Mário Martins
“Uma revoada de novas questões emerge de cada problema que eles (os cientistas) resolvem. Qualquer que seja a inspiração, ela nasce de um contínuo “não sei”. (…) Por isso valorizo tanto a curta frase “não sei”. É pequena, mas voa com asas poderosas. (…) Torturadores, ditadores, fanáticos e demagogos de todos os tipos (…) “sabem”. Eles sabem, e tudo o que sabem é suficiente para eles de uma vez por todas. Eles não querem saber de mais nada, por isso pode diminuir a força dos seus argumentos. E qualquer conhecimento que não conduza a novas perguntas rapidamente desaparece.”
Wislawa Szymborska, Nobel da literatura
A ciência quer-se útil, de aplicação imediatista, ou, como defende a investigadora Joana Gonçalves de Sá, no seu excelente ensaio “Uma Ideia de Ciência”, a investigação aplicada não deve desincentivar a investigação pura ou fundamental?

> DADOS PARA ANÁLISE:
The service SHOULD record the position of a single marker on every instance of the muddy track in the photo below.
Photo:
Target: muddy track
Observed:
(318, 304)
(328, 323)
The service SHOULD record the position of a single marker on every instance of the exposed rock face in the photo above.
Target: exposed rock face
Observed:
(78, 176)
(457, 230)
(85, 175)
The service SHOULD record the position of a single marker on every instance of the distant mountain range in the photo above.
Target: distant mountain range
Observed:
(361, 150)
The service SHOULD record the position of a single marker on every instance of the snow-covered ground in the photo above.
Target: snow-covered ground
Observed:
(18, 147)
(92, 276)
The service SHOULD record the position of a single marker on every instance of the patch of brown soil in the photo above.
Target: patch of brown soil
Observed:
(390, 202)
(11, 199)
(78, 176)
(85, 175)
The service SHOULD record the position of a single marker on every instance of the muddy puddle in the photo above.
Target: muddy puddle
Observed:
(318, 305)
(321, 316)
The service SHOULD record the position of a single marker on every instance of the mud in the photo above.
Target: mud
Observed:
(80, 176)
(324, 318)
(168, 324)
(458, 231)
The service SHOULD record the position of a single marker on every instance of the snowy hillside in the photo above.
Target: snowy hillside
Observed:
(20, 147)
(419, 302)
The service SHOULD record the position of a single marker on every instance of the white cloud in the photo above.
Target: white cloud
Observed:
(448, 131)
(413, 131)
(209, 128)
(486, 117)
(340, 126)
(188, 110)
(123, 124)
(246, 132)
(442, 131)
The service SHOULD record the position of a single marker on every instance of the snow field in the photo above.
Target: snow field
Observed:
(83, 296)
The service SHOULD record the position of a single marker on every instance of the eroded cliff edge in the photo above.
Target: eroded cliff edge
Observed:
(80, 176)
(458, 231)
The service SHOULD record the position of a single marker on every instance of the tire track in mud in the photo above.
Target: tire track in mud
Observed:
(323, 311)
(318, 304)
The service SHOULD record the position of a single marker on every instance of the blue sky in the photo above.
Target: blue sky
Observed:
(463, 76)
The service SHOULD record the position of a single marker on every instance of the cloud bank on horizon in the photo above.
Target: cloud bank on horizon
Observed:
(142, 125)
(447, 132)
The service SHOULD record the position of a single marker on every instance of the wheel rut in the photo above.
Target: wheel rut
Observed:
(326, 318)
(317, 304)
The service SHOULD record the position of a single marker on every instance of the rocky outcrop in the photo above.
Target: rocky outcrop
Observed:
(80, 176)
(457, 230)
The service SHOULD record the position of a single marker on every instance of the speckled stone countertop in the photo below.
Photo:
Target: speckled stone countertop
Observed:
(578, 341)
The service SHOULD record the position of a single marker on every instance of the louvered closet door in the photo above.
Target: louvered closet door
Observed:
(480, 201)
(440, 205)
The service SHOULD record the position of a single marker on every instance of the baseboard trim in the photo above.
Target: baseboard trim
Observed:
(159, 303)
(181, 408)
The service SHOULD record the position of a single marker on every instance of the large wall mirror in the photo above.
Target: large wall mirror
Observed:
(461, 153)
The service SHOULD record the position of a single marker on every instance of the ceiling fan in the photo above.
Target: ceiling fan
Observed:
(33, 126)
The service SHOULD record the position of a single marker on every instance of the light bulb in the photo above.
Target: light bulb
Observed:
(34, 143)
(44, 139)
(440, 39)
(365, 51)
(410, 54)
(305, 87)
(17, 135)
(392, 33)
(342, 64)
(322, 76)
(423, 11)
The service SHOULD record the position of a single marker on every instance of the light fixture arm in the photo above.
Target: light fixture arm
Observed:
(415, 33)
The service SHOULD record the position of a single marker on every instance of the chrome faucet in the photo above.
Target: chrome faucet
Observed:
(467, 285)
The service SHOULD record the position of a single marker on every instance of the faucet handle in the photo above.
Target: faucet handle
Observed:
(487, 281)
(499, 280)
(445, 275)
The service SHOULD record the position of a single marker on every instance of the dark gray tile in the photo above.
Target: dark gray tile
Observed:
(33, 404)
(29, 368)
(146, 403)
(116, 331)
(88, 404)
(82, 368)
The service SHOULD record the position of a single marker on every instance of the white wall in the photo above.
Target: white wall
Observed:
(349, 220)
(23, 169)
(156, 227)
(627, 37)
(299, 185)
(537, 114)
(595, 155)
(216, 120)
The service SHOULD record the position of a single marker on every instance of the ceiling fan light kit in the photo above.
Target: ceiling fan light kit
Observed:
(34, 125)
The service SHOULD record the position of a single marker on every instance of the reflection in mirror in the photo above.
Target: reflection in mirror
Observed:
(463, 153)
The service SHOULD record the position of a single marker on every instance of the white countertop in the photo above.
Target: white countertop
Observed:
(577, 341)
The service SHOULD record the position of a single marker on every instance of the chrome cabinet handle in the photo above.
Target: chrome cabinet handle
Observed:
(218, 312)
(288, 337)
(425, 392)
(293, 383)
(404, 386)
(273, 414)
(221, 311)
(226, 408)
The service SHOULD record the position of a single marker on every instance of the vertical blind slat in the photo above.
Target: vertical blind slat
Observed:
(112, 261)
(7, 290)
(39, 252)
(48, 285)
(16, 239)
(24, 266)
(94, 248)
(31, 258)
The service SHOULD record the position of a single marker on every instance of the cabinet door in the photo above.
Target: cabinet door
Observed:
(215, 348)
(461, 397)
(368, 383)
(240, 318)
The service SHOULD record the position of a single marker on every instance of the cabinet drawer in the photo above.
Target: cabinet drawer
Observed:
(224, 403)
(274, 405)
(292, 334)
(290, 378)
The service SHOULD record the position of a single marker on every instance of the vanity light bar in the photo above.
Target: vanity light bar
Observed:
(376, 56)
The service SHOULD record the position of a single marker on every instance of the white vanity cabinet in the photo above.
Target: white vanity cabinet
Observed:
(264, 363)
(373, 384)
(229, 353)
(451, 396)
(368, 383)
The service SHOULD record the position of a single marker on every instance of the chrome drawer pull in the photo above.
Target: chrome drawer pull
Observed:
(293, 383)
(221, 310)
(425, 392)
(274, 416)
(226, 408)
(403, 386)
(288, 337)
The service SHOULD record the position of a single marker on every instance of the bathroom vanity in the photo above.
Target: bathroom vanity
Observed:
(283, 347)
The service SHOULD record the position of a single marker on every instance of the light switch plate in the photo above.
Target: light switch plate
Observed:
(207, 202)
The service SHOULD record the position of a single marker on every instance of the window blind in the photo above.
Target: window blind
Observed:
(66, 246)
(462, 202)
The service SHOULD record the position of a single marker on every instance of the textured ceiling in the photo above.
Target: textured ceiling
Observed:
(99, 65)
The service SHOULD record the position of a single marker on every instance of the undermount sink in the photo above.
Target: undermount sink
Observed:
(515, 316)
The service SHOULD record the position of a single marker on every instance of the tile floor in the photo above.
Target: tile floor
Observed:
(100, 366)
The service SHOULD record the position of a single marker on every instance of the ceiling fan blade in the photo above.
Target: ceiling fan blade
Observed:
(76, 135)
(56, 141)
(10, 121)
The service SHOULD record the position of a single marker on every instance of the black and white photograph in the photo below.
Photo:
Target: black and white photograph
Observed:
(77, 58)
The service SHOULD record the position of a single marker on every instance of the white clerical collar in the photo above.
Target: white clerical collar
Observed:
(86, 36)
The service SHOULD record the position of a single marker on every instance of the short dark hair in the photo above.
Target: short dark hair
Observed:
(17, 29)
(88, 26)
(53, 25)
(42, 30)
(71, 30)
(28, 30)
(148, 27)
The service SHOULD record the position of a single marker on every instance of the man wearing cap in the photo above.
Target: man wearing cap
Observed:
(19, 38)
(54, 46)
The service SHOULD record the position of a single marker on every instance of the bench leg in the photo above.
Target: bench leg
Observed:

> OBJETIVO DA TAREFA:
Transcreva do texto sobre a ciência o trecho que vai de “Wislawa Szymborska, Nobel” até “pura ou fundamental?”.

> RESPOSTA DO EXERCÍCIO:
Wislawa Szymborska, Nobel da literatura
A ciência quer-se útil, de aplicação imediatista, ou, como defende a investigadora Joana Gonçalves de Sá, no seu excelente ensaio “Uma Ideia de Ciência”, a investigação aplicada não deve desincentivar a investigação pura ou fundamental?